Answer these from the passage on AI energy demand:
(a) By roughly how much has cost-per-token on standard capability benchmarks fallen since 2023?
(b) What range does the passage give for 2030 AI data center electricity consumption as a share of global electricity demand?
(c) Which power-constrained markets does it name as seeing deferrals and capacity reallocations?
┌─ Supplied passage
Quantization. Running inference at lower precision — FP16 to FP8, increasingly to INT4 — cuts both memory and compute requirements substantially with minimal quality degradation on most workloads. This is now standard practice for production deployments, where it was research-only as recently as 2023.

The aggregate effect: cost-per-token on standard capability benchmarks has fallen by roughly two orders of magnitude since 2023. That rate of improvement is unusual in any mature technology. The closest analogue is the early-stage semiconductor cost curve of the late 1960s and early 1970s. It will not continue forever, but the runway for further gains appears longer than most casual observers assume.

Where the paradox bites

The paradox is straightforward once the dynamics are named: Jevons applies. As compute becomes cheaper, applications that were uneconomic at higher prices become viable, and aggregate demand expands faster than per-unit consumption shrinks.

So far, the expansion has outpaced the efficiency gains. Hyperscaler capacity additions reflect the demand side winning; published utility plans support the same conclusion. The IEA's most recent global forecast has data center electricity demand roughly doubling by 2030 from a 2024 baseline, with AI workloads driving most of that growth.

But the gap between expansion and efficiency is narrowing, and several second-order shifts deserve attention:

The geographic distribution of new builds is changing. Power-constrained markets — Northern Virginia, Dublin, parts of Singapore — are seeing deferrals and capacity reallocations. New builds increasingly target markets with available renewable capacity and grid headroom: Iowa, Texas, the Nordics, the Pacific Northwest. This dispersion shifts the local grid impact even when global totals continue to grow.

The shape of deployment is also shifting. Specialist smaller models running on edge hardware or constrained cloud inference budgets are taking share from frontier-scale model calls for routine tasks. This shift, if it continues, would slow the inference compute growth curve without reducing application diversity.

The honest range on 2030 AI data center electricity consumption, after reading across credible analyses, lies somewhere between 3% and 12% of global electricity demand. Anyone offering a point estimate within that band is presenting a forecast as a fact. The width of the band reflects what's actually known.

What serious buyers should track

For investors, corporates, and policymakers attempting to anchor decisions to credible signals rather than press cycles, five indicators carry more weight than the headline forecasts:

Hyperscaler PPA structure. Watch whether new agreements are firm renewable (24/7 carbon-free energy matching, the harder commitment) versus annualised renewable matching (the easier commitment). The shift toward firm matching is a stronger demand signal than the volume of new contracts.
Inference-to-training compute ratio. As models deploy at scale, the ratio shifts further toward inference. The slope of that shift is a leading indicator of operational energy growth.
Cost-per-token trajectory on fixed-capability benchmarks. This is the cleanest measurable proxy for whether efficiency gains are continuing at the recent rate or beginning to plateau.
Geographic concentration of new builds. Permits and substation upgrade announcements in emerging hubs reveal where the next inflection in regional demand will land.
Specialist vs. general-purpose model deployment. API revenue breakdowns and enterprise inference contract terms reveal whether the industry is consolidating on a few frontier models or fragmenting across specialised smaller ones. The latter outcome reduces aggregate compute demand meaningfully.

The framing that survives scrutiny

Both narratives currently in circulation are individually true and jointly misleading. AI energy demand is real, large, and growing. AI efficiency is improving at rates that are themselves historically unusual. The net effect — and therefore the right basis for capacity planning, grid investment, and disclosure scrutiny — sits in the interaction between the two, not in either one taken alone.

For now, the demand side is winning. That position is not stable. Anyone forecasting 2030 outcomes who hasn't worked through the efficiency side at comparable depth is presenting half the picture as the whole.
└─
┌─ Extracted material
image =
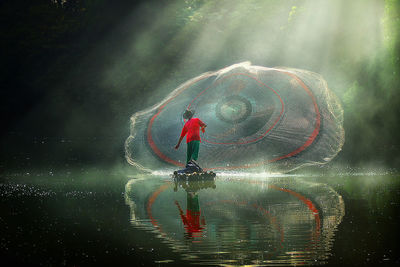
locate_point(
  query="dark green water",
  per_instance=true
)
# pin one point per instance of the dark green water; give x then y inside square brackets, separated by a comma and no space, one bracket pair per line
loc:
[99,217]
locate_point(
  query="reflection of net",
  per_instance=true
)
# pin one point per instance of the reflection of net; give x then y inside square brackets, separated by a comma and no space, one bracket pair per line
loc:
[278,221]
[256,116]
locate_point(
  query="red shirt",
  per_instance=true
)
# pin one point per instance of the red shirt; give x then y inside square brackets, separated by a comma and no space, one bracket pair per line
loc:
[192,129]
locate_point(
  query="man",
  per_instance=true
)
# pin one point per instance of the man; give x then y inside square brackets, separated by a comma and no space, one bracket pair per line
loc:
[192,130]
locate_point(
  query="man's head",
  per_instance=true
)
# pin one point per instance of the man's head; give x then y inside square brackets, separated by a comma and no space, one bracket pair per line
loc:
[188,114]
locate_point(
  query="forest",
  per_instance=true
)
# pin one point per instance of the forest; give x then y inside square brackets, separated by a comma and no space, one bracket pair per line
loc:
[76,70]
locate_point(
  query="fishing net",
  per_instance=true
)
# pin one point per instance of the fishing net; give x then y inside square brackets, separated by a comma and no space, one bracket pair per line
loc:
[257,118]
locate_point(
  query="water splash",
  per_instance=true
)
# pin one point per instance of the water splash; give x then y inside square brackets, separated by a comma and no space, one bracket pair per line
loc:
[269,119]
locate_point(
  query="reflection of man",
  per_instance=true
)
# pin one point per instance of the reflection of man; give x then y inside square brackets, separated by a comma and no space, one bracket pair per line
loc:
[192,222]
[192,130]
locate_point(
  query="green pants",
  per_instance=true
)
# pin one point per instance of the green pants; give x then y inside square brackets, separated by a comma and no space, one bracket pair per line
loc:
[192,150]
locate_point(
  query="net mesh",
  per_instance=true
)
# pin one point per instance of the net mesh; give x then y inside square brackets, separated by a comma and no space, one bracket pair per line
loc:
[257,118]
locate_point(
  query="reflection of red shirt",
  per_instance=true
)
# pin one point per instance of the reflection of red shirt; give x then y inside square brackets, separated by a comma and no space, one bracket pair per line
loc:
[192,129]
└─
┌─ Extracted material
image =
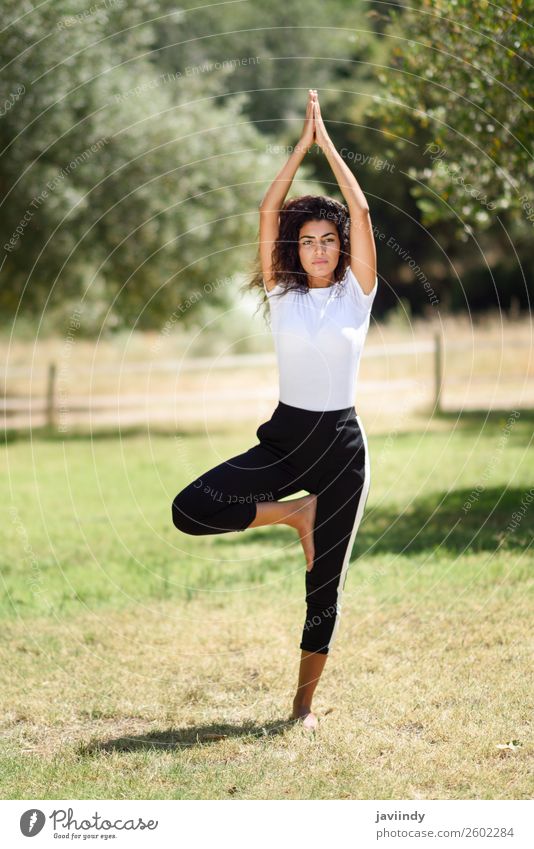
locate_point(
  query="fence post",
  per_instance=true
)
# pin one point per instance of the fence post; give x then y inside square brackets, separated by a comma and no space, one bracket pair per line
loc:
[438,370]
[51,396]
└─
┌─ Extracted material
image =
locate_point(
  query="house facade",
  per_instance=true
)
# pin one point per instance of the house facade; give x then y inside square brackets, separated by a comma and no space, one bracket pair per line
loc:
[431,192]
└─
* Task output *
(a) Roughly two orders of magnitude.
(b) Between 3% and 12%.
(c) Northern Virginia, Dublin, and parts of Singapore.